[start]

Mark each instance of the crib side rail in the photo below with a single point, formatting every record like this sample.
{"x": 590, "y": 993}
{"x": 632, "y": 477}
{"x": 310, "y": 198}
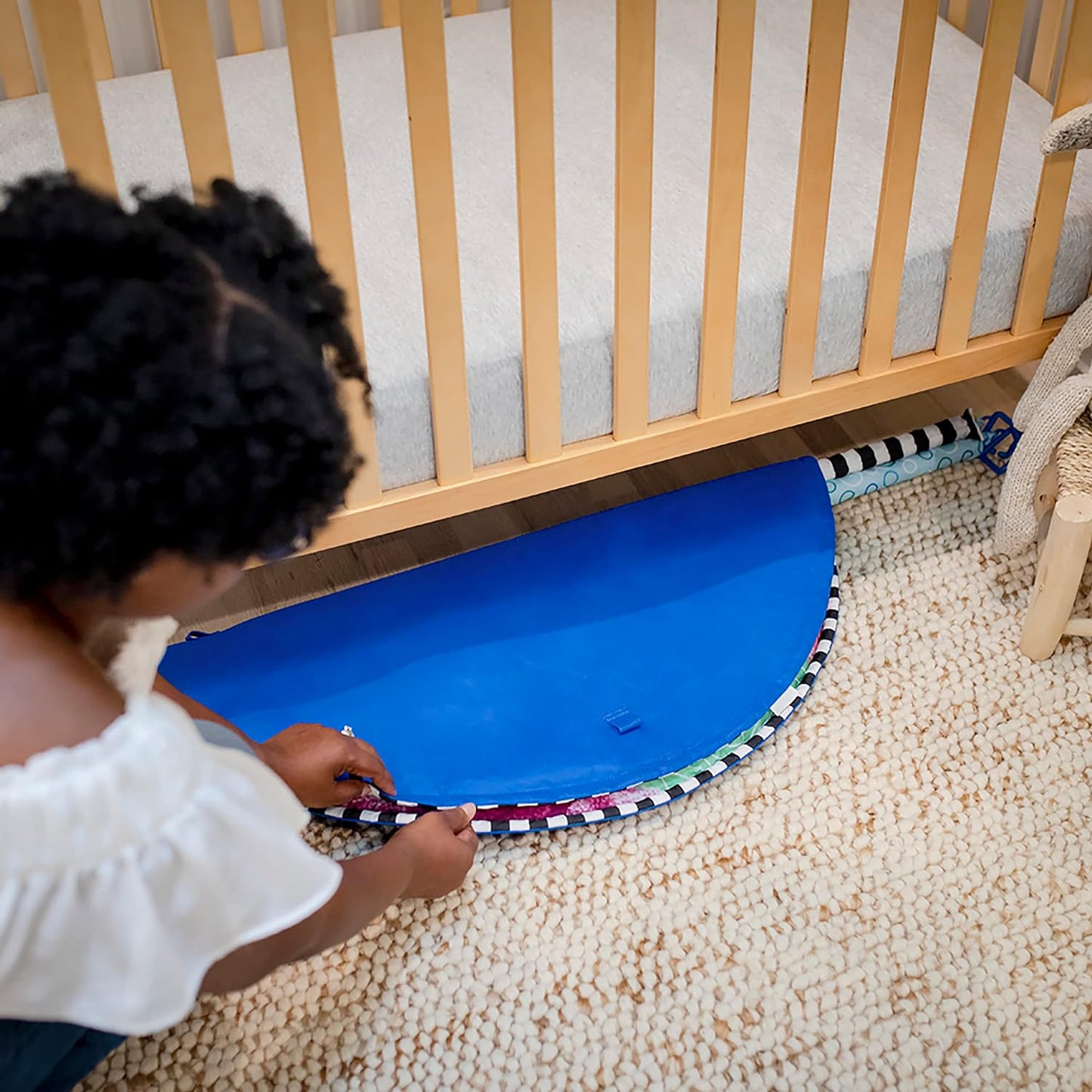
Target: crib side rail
{"x": 71, "y": 44}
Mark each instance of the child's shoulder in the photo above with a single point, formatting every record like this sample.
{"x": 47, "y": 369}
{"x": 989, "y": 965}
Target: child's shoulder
{"x": 51, "y": 694}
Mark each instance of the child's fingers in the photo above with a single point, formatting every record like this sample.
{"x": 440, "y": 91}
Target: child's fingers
{"x": 345, "y": 792}
{"x": 363, "y": 761}
{"x": 459, "y": 819}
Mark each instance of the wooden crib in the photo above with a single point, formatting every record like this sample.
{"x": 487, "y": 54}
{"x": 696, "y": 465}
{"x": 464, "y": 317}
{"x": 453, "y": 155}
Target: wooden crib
{"x": 73, "y": 44}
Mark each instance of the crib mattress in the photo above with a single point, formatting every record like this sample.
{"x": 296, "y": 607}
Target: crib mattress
{"x": 147, "y": 145}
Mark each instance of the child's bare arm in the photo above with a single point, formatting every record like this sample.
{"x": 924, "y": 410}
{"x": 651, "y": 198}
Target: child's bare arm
{"x": 308, "y": 758}
{"x": 426, "y": 859}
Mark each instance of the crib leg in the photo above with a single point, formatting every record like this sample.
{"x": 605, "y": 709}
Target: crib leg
{"x": 1058, "y": 578}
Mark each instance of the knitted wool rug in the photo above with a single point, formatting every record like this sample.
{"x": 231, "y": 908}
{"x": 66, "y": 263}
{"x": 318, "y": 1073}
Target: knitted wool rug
{"x": 893, "y": 892}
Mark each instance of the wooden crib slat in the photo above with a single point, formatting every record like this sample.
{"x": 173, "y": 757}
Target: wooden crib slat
{"x": 724, "y": 218}
{"x": 63, "y": 41}
{"x": 1047, "y": 36}
{"x": 818, "y": 132}
{"x": 314, "y": 88}
{"x": 957, "y": 12}
{"x": 897, "y": 188}
{"x": 533, "y": 101}
{"x": 187, "y": 35}
{"x": 161, "y": 39}
{"x": 389, "y": 12}
{"x": 247, "y": 26}
{"x": 635, "y": 100}
{"x": 1075, "y": 88}
{"x": 437, "y": 235}
{"x": 15, "y": 68}
{"x": 102, "y": 63}
{"x": 979, "y": 172}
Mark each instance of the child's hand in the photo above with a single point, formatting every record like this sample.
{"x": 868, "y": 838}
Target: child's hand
{"x": 311, "y": 757}
{"x": 441, "y": 849}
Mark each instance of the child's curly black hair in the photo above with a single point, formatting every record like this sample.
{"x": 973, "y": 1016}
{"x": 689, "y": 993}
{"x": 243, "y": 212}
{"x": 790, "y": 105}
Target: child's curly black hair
{"x": 167, "y": 383}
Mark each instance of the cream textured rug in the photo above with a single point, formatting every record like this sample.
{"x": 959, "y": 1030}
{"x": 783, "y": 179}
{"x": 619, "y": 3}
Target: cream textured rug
{"x": 893, "y": 892}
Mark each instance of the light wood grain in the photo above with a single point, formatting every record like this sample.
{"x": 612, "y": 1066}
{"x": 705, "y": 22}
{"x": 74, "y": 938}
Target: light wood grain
{"x": 680, "y": 436}
{"x": 15, "y": 69}
{"x": 73, "y": 92}
{"x": 724, "y": 218}
{"x": 635, "y": 97}
{"x": 1047, "y": 39}
{"x": 1058, "y": 577}
{"x": 815, "y": 167}
{"x": 437, "y": 235}
{"x": 187, "y": 35}
{"x": 979, "y": 172}
{"x": 957, "y": 12}
{"x": 897, "y": 187}
{"x": 159, "y": 39}
{"x": 311, "y": 54}
{"x": 247, "y": 26}
{"x": 102, "y": 63}
{"x": 271, "y": 586}
{"x": 1075, "y": 88}
{"x": 533, "y": 103}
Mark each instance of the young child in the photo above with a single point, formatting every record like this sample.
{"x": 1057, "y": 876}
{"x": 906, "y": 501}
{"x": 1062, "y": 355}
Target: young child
{"x": 169, "y": 411}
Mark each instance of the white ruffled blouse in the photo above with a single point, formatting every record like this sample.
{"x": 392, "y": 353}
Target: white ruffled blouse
{"x": 134, "y": 862}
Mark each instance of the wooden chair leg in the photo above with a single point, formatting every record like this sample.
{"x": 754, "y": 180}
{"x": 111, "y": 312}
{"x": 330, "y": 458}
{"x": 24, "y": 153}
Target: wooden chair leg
{"x": 1047, "y": 490}
{"x": 1058, "y": 578}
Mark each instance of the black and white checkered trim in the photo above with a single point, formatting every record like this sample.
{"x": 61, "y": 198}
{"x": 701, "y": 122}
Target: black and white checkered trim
{"x": 896, "y": 448}
{"x": 779, "y": 712}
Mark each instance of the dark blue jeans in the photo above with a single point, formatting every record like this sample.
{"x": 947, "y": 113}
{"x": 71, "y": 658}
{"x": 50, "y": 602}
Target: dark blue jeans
{"x": 49, "y": 1057}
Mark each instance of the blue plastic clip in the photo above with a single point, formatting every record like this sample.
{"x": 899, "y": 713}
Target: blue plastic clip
{"x": 623, "y": 721}
{"x": 999, "y": 441}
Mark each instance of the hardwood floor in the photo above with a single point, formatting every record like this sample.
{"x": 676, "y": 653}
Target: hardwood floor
{"x": 277, "y": 586}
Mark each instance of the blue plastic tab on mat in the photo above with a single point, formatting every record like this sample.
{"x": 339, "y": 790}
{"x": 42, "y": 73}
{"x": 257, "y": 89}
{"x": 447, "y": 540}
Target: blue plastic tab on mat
{"x": 493, "y": 676}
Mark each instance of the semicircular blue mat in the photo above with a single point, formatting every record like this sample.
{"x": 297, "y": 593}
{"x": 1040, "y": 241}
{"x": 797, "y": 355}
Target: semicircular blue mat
{"x": 571, "y": 662}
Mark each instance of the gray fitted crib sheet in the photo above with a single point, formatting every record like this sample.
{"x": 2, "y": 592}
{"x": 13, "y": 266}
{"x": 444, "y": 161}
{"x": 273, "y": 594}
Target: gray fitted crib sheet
{"x": 145, "y": 141}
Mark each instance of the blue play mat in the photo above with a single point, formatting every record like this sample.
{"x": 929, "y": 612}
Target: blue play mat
{"x": 571, "y": 662}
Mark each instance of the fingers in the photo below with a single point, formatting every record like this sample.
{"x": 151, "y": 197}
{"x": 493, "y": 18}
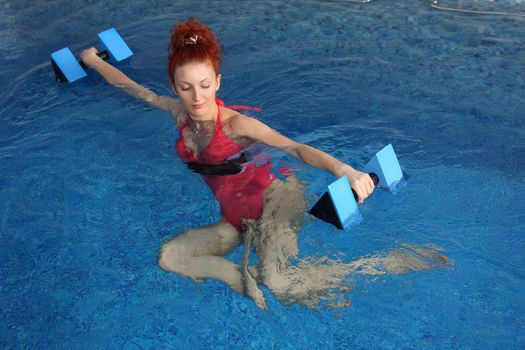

[end]

What you will do:
Please pick out every line above that contains the word "grain", matching case exactly.

Correct answer:
Mark each instance of the light wood grain in the photo above with a single point, formatting every record like this sample.
Target: light wood grain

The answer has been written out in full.